▶ **SOURCE MATERIAL**
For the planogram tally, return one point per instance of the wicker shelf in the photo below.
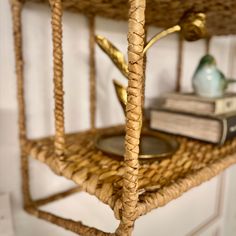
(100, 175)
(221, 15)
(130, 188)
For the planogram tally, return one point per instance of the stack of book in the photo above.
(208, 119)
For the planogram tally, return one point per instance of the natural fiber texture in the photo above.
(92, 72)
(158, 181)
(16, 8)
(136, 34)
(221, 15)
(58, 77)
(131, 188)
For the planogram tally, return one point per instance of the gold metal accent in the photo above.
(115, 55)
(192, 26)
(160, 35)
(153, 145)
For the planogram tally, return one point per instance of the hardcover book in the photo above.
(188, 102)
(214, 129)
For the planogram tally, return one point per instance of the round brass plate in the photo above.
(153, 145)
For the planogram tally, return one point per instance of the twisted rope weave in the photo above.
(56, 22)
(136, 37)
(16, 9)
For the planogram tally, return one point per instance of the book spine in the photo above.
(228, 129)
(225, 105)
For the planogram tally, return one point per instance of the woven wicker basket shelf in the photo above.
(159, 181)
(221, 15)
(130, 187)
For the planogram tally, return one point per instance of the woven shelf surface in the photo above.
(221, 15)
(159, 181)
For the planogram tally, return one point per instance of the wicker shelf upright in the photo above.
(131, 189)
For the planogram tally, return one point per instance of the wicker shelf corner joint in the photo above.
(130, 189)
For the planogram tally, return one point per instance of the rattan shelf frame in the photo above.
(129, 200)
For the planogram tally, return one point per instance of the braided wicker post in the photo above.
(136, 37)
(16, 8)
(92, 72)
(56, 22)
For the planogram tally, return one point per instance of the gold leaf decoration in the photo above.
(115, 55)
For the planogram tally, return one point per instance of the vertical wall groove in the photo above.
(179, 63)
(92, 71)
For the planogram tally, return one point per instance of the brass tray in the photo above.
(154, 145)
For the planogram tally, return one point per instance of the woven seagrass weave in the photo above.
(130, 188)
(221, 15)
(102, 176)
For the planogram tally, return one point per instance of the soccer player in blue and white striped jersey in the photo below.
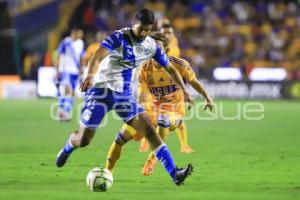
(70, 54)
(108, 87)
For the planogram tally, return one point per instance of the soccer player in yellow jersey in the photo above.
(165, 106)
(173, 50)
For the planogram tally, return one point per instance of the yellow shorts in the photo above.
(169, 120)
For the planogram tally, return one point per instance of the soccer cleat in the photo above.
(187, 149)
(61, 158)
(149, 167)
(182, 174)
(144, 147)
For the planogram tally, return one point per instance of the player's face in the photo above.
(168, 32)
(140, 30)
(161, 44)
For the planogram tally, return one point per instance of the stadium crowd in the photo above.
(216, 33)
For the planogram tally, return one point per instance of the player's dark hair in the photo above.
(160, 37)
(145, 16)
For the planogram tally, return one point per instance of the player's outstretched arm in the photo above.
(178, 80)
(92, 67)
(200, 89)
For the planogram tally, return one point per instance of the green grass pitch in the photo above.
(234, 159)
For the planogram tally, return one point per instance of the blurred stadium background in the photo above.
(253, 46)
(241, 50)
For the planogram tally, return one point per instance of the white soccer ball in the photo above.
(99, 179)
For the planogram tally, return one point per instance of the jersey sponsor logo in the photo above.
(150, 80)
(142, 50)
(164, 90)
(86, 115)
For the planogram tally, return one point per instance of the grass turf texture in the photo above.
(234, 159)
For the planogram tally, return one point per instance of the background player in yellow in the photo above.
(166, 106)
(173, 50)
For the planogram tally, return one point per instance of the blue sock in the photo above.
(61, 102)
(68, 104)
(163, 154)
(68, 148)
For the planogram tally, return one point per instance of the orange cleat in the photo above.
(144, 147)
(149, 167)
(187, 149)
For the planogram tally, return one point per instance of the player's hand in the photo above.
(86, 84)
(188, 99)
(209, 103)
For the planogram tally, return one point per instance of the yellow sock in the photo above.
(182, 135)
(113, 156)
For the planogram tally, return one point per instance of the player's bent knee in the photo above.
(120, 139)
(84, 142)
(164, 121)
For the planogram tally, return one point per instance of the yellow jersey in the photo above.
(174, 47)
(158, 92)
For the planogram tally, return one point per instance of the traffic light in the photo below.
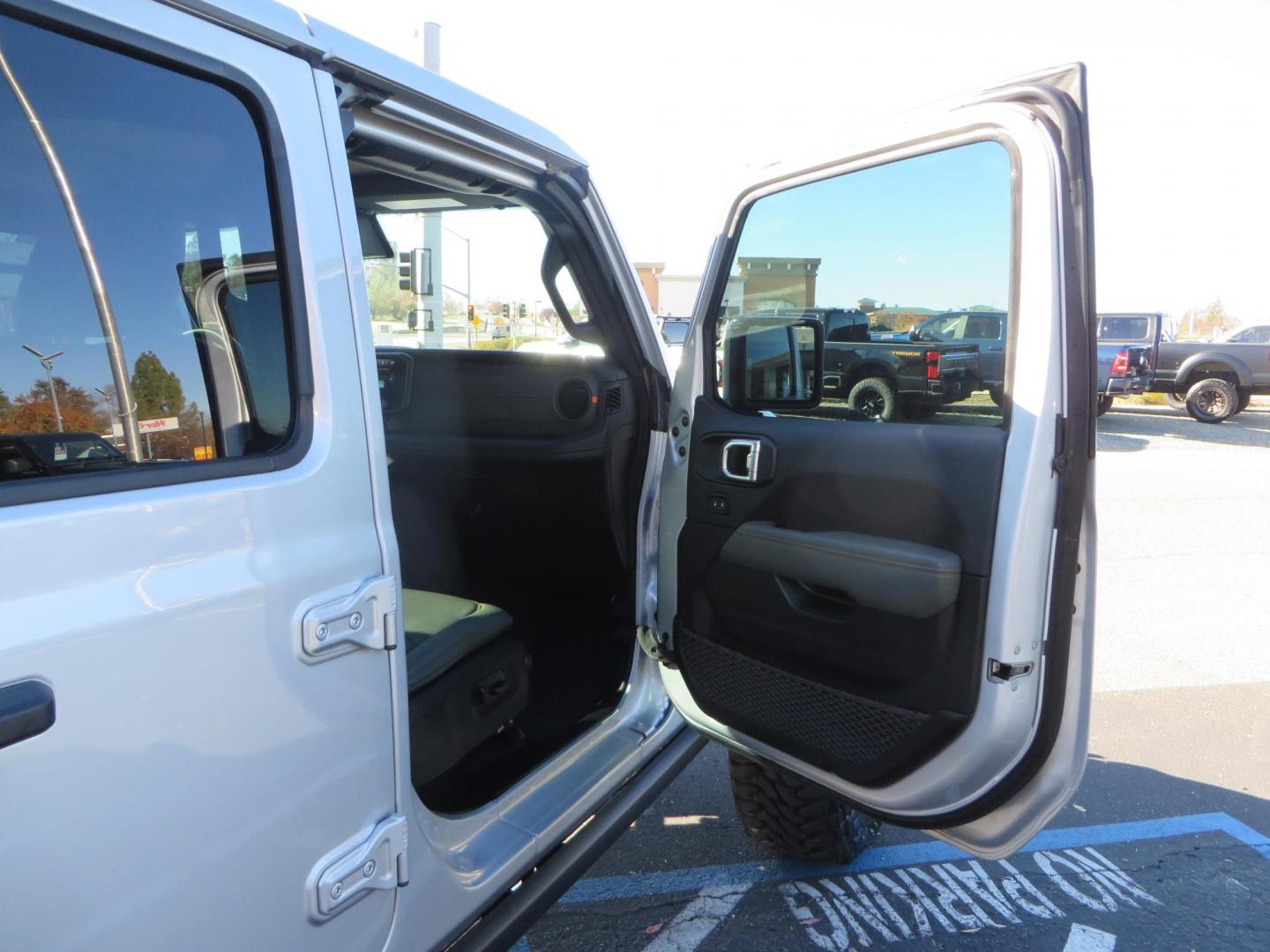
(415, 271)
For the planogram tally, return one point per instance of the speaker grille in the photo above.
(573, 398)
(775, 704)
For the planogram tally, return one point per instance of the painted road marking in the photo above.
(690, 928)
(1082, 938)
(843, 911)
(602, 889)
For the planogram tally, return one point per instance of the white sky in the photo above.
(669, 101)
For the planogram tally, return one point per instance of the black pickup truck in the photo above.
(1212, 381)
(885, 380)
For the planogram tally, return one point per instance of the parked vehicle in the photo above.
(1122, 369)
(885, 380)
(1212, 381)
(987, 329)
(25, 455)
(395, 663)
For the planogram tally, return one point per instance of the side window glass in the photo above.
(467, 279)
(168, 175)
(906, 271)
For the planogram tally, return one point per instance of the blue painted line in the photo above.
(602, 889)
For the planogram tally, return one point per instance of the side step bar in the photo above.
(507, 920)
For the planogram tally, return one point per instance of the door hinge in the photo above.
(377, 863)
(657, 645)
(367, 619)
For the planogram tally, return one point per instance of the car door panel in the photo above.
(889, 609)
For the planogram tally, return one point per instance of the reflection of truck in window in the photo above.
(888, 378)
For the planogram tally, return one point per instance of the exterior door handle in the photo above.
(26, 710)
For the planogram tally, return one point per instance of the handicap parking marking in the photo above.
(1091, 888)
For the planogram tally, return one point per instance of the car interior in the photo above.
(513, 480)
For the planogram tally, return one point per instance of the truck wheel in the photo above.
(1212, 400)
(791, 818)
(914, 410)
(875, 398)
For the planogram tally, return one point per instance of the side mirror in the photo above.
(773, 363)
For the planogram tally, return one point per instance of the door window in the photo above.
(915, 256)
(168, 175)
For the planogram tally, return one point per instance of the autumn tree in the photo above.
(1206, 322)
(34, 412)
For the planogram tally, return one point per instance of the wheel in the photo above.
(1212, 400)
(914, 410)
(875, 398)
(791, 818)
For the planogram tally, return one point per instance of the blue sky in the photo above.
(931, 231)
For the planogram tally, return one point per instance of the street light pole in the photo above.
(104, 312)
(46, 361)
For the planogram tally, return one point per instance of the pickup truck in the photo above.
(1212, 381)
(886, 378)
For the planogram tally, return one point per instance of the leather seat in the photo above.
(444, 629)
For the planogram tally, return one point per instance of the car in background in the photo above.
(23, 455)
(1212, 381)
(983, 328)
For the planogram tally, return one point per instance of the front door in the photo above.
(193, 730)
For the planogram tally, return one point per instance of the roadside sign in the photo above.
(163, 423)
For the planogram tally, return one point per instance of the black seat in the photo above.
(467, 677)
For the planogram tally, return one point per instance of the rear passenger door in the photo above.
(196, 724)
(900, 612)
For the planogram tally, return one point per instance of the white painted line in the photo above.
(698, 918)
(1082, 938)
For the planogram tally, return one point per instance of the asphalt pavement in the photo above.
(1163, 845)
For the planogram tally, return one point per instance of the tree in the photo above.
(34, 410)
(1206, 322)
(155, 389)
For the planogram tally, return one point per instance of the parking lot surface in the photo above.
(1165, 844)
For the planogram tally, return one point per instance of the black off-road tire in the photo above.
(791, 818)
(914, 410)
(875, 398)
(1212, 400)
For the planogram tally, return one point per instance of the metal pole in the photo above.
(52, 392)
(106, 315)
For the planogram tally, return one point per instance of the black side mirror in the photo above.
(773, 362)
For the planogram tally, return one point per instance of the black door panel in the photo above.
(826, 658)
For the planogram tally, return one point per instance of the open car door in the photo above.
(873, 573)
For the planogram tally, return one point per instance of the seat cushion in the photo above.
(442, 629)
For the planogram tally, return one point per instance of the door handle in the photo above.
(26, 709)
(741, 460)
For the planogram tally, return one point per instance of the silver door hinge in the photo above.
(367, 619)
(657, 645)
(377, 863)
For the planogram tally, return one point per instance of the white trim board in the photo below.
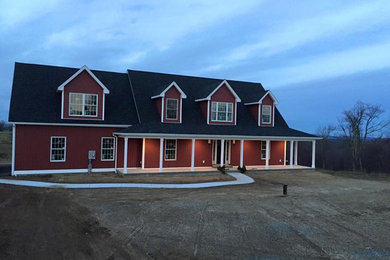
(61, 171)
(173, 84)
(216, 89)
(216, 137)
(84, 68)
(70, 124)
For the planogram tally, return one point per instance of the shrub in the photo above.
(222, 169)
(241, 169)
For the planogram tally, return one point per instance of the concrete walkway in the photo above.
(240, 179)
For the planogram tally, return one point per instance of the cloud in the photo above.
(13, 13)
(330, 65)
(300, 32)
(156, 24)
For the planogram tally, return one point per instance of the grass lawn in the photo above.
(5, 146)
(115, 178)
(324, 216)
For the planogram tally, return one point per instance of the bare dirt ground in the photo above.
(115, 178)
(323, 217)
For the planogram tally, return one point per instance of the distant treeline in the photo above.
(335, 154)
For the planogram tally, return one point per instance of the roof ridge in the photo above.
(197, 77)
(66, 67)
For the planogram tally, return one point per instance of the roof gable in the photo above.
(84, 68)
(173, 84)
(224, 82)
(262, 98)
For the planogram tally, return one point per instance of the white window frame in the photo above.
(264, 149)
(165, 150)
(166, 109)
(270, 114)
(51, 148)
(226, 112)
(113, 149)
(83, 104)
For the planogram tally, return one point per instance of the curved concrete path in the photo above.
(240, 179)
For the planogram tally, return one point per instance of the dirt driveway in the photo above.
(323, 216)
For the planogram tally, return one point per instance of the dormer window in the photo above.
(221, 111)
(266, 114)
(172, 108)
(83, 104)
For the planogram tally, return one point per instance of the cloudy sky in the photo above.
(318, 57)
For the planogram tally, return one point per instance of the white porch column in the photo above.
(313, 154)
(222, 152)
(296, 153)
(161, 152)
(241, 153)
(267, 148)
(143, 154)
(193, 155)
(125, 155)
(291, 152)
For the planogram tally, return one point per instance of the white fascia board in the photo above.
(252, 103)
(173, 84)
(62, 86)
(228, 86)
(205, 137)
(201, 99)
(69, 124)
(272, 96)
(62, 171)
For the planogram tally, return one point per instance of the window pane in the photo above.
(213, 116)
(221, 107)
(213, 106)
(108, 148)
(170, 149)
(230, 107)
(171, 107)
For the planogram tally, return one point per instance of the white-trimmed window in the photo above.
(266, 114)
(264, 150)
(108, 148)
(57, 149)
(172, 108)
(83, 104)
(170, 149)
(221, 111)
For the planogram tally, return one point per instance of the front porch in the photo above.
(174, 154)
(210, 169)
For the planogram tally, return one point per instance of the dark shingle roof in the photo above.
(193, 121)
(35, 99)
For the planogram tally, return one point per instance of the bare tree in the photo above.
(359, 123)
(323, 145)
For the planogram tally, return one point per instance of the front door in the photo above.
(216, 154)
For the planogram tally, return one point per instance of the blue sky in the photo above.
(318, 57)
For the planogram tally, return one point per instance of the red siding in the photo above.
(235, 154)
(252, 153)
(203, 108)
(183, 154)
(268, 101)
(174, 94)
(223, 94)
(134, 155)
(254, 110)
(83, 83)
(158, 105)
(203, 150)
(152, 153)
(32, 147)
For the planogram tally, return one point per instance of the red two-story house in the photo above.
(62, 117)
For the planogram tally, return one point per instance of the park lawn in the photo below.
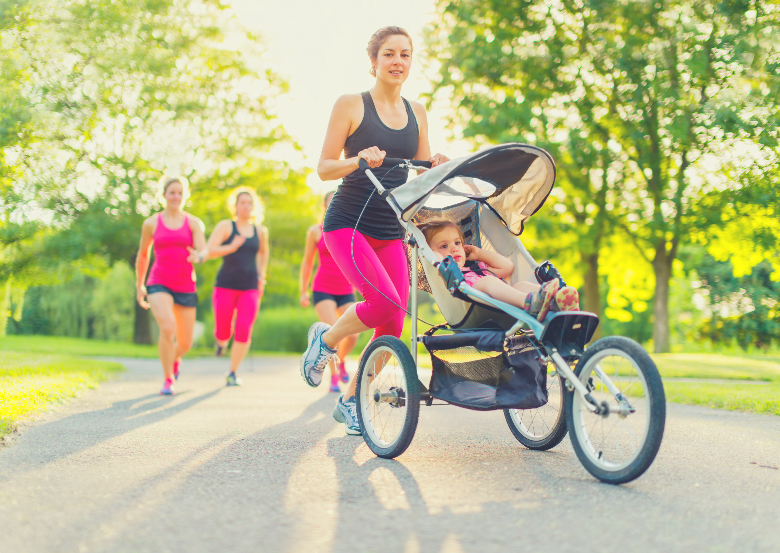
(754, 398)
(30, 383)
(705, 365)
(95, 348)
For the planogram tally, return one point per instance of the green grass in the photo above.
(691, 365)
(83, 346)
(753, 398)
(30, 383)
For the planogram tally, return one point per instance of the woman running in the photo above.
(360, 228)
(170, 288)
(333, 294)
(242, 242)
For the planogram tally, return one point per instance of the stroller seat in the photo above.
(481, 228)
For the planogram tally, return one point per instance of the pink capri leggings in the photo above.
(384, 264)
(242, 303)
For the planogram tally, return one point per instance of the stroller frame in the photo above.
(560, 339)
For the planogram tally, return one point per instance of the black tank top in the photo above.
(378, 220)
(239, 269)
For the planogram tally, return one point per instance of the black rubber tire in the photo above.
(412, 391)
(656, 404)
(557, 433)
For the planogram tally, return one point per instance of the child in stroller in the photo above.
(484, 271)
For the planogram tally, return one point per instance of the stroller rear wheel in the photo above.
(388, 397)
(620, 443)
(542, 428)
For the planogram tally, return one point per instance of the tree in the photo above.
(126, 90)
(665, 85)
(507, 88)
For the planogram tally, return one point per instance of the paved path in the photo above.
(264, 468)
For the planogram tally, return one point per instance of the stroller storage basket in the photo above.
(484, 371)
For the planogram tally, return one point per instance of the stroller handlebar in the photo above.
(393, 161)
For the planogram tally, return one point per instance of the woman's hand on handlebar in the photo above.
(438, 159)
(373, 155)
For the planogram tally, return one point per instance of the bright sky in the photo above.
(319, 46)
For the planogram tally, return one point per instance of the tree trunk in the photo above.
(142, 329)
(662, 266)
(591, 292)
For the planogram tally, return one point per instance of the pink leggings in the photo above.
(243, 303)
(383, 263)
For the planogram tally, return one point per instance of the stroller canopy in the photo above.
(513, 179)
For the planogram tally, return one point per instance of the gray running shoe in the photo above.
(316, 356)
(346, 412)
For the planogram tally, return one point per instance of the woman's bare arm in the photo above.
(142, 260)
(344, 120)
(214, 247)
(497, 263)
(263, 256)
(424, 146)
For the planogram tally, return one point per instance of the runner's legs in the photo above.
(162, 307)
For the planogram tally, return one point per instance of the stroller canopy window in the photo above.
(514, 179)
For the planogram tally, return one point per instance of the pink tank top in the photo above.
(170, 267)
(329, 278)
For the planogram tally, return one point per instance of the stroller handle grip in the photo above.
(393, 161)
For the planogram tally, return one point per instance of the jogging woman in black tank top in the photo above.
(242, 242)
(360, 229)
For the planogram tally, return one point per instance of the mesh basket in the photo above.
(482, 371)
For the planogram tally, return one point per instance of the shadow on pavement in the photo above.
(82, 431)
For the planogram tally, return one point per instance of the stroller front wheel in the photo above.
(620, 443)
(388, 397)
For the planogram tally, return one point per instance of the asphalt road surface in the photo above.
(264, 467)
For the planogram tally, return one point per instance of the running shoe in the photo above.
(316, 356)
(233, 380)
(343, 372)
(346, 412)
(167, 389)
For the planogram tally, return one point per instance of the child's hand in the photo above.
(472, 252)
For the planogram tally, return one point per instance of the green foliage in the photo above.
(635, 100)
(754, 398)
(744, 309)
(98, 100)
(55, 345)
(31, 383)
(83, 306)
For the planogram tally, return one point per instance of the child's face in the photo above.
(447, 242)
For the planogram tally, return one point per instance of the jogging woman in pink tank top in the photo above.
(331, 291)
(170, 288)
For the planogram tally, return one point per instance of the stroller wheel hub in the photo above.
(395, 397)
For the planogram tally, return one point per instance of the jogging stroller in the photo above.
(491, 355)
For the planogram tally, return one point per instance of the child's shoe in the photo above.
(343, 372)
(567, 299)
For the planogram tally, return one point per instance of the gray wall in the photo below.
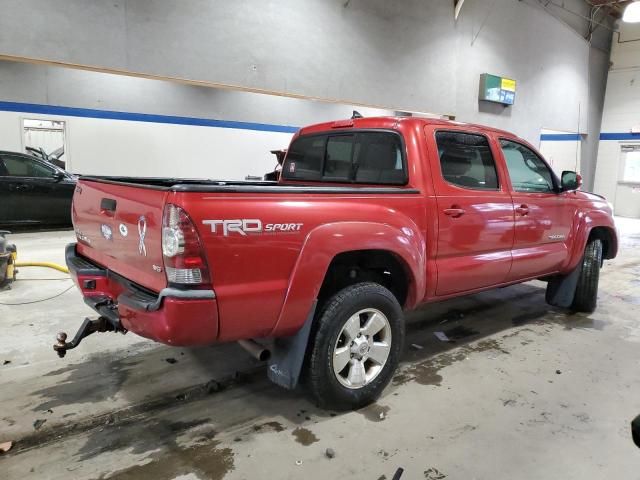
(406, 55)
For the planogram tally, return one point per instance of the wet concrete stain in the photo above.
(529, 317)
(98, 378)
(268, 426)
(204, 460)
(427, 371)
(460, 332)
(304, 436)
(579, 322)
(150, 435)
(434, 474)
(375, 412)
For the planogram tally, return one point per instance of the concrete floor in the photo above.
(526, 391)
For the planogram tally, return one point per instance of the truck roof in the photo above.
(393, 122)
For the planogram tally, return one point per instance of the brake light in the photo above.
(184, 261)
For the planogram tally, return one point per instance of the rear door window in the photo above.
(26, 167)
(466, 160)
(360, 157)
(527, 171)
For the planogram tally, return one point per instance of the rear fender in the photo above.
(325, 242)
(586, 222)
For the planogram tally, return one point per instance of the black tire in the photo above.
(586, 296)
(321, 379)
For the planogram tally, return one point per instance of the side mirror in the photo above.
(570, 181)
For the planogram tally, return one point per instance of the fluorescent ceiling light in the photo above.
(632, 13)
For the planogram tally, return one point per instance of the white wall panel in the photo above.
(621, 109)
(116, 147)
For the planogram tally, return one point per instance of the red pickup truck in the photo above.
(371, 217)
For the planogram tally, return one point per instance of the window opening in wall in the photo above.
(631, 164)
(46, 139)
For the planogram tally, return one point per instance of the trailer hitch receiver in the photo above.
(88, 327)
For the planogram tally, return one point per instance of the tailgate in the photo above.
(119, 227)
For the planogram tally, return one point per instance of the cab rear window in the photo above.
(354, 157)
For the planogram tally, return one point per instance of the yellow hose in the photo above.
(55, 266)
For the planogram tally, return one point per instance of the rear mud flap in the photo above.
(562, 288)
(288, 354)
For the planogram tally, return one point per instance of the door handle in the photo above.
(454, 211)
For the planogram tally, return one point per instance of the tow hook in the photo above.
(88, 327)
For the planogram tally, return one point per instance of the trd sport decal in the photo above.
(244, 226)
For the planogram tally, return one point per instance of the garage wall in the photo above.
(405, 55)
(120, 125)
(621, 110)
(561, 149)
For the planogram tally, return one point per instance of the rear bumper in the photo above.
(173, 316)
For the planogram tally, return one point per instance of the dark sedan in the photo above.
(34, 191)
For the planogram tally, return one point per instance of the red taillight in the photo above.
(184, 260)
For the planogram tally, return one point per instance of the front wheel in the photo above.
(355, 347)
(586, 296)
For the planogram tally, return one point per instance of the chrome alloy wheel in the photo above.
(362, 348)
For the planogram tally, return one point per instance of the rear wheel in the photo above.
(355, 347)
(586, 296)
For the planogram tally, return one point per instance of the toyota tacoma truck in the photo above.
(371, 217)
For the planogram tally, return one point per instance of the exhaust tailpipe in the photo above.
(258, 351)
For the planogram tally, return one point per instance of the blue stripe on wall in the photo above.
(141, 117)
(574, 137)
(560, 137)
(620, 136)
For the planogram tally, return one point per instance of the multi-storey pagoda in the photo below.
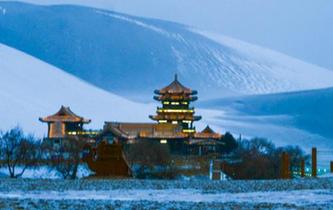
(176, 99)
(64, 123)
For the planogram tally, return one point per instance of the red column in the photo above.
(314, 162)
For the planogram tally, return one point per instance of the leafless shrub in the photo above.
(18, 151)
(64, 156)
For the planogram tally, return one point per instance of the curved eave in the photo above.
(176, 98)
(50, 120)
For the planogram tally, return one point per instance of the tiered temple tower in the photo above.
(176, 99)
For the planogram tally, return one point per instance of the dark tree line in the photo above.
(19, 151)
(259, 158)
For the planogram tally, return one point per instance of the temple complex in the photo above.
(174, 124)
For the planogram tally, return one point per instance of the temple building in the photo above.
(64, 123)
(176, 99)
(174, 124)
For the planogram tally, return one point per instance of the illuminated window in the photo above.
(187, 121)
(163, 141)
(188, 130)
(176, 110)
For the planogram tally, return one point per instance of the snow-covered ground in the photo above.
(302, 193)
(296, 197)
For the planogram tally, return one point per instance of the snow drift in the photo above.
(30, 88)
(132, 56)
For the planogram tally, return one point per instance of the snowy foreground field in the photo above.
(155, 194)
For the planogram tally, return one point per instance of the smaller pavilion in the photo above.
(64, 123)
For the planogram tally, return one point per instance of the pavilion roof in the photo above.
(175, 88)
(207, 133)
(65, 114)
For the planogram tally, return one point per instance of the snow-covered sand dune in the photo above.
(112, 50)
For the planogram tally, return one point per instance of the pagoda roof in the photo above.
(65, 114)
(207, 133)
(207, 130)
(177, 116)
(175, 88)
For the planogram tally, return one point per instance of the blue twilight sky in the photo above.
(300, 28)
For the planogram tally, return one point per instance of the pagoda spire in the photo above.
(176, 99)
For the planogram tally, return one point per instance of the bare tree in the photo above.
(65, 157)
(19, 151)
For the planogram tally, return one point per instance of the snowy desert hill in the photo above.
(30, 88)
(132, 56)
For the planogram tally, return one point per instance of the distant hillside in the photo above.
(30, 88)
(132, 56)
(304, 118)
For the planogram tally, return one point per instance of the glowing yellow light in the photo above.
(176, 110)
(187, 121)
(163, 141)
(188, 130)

▶ **WRITTEN REQUEST**
Duplicate, without any change, the stretch of the data from the line containing "in background in the photo above." through the line containing "(1163, 845)", including both of those lines.

▶ **RESULT OF THIS TASK**
For the planogram tally, return one point per instance of the car in background in the photo above.
(23, 455)
(1212, 381)
(983, 328)
For the planogram tally, return one point per instance of the front door in the photo above.
(193, 730)
For the planogram tally, return one point per instance of the roadside sign in the photo above.
(163, 423)
For the planogram tally, return one point per instance of the black seat in the photo above.
(467, 677)
For the planogram tally, return one point per instance of the rear passenger door in the photo above.
(196, 724)
(900, 612)
For the planogram tally, return one point per instance of the white painted line in the photo above.
(698, 918)
(1082, 938)
For the planogram tally, return one point per instance of the asphalt pavement in the photo above.
(1163, 845)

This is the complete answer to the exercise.